Exercise requirements.
Change "apartment building" to "residential tower" in the rows, starting from the first row down through the one that contains "[[[322,210],[326,213],[333,214],[335,213],[335,201],[326,200]]]", and give those lines again with nothing else altered.

Extracted entries.
* BEGIN *

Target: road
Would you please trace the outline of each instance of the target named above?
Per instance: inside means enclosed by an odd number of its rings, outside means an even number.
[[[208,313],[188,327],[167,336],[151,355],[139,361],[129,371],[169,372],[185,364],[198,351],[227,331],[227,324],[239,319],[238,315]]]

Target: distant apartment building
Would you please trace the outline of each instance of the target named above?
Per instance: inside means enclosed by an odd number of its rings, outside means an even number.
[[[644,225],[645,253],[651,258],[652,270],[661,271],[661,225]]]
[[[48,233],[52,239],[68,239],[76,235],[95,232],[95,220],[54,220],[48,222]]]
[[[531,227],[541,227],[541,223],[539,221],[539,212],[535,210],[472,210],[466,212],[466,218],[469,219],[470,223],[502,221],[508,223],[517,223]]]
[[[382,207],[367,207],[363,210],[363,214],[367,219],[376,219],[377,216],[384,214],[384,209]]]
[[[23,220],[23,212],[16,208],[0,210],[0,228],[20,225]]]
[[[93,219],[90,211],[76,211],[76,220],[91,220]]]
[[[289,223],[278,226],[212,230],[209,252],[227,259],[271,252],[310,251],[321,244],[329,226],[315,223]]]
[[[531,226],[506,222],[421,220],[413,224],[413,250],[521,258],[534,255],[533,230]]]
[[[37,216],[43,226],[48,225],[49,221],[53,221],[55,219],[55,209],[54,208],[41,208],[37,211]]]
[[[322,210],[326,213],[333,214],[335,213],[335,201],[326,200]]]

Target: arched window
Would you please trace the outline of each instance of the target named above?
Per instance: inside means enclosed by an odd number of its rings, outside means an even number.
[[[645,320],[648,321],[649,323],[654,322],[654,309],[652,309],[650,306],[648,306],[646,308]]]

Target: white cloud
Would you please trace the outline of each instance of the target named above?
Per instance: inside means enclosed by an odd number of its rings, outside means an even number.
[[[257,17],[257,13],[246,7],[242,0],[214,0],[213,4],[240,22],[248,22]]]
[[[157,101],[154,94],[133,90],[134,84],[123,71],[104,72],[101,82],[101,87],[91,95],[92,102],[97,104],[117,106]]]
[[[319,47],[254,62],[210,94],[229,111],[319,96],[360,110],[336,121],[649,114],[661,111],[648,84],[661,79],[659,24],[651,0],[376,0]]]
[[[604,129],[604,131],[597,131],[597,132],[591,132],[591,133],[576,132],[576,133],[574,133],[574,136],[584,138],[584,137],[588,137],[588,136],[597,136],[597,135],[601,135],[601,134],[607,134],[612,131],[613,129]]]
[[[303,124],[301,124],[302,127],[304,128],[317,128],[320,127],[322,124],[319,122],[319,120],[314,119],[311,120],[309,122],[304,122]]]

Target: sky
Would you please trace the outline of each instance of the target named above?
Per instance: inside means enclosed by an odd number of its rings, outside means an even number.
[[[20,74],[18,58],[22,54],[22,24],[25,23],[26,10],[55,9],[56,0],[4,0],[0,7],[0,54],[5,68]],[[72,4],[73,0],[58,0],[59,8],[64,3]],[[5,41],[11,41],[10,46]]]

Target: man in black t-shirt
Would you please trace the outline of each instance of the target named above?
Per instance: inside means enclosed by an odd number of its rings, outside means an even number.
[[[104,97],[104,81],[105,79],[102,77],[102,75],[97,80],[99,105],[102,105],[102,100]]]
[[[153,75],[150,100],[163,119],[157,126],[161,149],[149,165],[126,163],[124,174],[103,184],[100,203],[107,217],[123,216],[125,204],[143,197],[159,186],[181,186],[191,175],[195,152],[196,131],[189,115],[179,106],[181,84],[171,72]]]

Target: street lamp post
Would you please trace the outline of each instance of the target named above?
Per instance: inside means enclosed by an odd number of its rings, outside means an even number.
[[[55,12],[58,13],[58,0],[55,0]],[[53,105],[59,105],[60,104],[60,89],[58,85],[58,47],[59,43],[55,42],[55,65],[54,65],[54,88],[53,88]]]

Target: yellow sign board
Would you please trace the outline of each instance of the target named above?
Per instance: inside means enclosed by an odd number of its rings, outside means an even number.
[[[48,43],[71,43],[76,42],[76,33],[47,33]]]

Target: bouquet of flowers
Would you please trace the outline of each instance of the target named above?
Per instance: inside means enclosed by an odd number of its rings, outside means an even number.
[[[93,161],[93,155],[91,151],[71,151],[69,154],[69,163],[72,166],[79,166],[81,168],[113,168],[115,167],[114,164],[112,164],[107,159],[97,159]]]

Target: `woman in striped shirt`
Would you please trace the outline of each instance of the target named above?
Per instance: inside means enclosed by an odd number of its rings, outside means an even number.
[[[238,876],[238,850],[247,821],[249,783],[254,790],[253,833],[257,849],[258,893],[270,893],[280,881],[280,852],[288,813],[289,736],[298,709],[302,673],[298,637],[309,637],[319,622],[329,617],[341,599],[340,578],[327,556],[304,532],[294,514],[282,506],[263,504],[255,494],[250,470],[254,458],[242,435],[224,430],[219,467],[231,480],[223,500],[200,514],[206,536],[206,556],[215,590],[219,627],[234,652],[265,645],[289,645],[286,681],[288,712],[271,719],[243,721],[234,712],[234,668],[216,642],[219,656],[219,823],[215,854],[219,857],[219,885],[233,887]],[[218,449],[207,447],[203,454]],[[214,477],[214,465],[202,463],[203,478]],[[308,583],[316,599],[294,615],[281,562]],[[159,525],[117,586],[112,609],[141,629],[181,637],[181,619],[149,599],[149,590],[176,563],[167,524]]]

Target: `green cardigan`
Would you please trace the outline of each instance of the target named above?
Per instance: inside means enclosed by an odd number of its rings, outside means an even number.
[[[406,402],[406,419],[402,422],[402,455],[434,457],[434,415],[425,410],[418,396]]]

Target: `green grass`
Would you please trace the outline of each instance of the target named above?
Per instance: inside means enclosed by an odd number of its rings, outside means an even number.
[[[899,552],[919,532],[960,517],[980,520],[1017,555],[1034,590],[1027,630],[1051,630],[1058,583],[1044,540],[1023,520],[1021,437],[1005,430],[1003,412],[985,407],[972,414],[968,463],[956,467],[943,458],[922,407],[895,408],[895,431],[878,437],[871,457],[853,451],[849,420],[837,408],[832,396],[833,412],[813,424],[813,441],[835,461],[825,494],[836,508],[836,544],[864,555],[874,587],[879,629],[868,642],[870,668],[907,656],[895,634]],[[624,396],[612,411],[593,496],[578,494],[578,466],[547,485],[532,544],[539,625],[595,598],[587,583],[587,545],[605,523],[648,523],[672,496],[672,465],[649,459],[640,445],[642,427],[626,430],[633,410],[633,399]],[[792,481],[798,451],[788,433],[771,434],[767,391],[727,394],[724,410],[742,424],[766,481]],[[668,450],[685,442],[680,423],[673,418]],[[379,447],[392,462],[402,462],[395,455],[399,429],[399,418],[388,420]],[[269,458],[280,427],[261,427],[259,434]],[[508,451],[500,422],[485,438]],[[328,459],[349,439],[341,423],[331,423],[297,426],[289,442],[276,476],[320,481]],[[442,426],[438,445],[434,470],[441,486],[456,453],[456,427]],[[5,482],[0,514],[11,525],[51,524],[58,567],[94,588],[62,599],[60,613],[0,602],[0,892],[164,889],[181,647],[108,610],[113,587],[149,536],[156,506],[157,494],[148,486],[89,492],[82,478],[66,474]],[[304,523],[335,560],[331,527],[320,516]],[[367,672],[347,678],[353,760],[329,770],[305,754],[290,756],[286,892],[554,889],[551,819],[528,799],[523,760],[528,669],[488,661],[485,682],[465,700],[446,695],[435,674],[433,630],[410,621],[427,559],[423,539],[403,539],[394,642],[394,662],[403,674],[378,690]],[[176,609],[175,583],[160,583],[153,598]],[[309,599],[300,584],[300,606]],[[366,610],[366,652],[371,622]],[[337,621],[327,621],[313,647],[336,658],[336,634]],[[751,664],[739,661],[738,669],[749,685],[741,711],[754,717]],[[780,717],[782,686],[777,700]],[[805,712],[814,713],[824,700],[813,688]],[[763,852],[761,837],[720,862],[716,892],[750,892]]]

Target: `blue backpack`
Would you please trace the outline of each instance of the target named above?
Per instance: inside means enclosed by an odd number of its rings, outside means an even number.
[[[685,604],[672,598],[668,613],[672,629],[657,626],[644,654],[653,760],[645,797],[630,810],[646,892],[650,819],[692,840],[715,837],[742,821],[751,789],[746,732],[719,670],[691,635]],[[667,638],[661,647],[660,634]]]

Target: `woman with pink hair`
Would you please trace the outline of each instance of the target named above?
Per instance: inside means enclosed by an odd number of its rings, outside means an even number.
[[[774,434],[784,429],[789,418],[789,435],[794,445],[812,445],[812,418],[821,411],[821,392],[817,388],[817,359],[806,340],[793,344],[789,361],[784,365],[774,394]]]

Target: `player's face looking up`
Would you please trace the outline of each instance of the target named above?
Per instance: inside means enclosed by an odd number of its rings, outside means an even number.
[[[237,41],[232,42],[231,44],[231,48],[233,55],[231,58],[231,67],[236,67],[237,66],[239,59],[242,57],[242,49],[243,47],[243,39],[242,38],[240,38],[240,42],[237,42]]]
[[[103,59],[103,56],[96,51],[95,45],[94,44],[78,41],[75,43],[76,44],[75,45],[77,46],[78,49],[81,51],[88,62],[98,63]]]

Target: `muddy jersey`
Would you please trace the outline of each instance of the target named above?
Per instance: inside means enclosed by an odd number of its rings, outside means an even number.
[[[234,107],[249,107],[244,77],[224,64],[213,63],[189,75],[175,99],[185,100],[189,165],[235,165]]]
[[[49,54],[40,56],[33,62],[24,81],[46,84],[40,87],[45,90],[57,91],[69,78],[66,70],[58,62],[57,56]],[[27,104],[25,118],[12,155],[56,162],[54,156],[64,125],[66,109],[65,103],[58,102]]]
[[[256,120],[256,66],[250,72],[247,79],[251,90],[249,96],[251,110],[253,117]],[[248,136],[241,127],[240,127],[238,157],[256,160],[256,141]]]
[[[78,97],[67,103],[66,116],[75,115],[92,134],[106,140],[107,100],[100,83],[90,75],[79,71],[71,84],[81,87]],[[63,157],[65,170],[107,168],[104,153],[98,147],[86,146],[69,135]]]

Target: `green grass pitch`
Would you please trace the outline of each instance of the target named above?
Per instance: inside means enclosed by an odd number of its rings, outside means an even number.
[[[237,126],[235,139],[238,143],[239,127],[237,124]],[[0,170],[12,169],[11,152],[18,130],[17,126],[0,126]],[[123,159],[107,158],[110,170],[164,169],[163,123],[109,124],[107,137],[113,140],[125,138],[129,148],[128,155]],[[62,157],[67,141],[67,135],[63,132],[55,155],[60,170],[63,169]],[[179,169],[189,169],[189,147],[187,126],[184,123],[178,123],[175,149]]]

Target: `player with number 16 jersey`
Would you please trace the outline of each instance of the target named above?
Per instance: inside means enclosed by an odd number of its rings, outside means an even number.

* END *

Task response.
Target: road
Would you please trace the outline of each instance of the target named above?
Per instance: inside means enclosed by an odd number of its rings, outside means an even number.
[[[208,313],[188,327],[167,336],[151,355],[139,361],[129,371],[169,372],[185,364],[198,351],[227,331],[227,324],[239,319],[238,315]]]

Target: distant residential tower
Would you please trace the outline of each instance of the target named above?
Per instance: inside means enclosed by an odd number of its rings, outside means an even number.
[[[644,225],[645,253],[651,258],[652,270],[661,271],[661,225]]]
[[[48,233],[52,239],[68,239],[76,235],[95,232],[95,220],[54,220],[48,222]]]
[[[531,227],[541,227],[541,223],[539,221],[539,212],[535,210],[472,210],[466,212],[466,218],[469,219],[470,223],[502,221],[508,223],[517,223]]]
[[[382,207],[367,207],[363,210],[363,214],[367,219],[376,219],[377,216],[384,214],[384,209]]]
[[[23,220],[23,212],[16,208],[0,210],[0,228],[20,225]]]
[[[93,219],[90,211],[76,211],[76,220],[91,220]]]
[[[289,223],[278,226],[212,230],[209,252],[227,259],[271,252],[310,251],[321,244],[329,226],[315,223]]]
[[[531,226],[506,222],[421,220],[413,224],[413,250],[521,258],[534,255],[533,230]]]
[[[37,216],[43,226],[48,225],[49,221],[53,221],[55,219],[55,209],[54,208],[41,208],[37,211]]]
[[[322,210],[326,213],[333,214],[335,213],[335,201],[326,200]]]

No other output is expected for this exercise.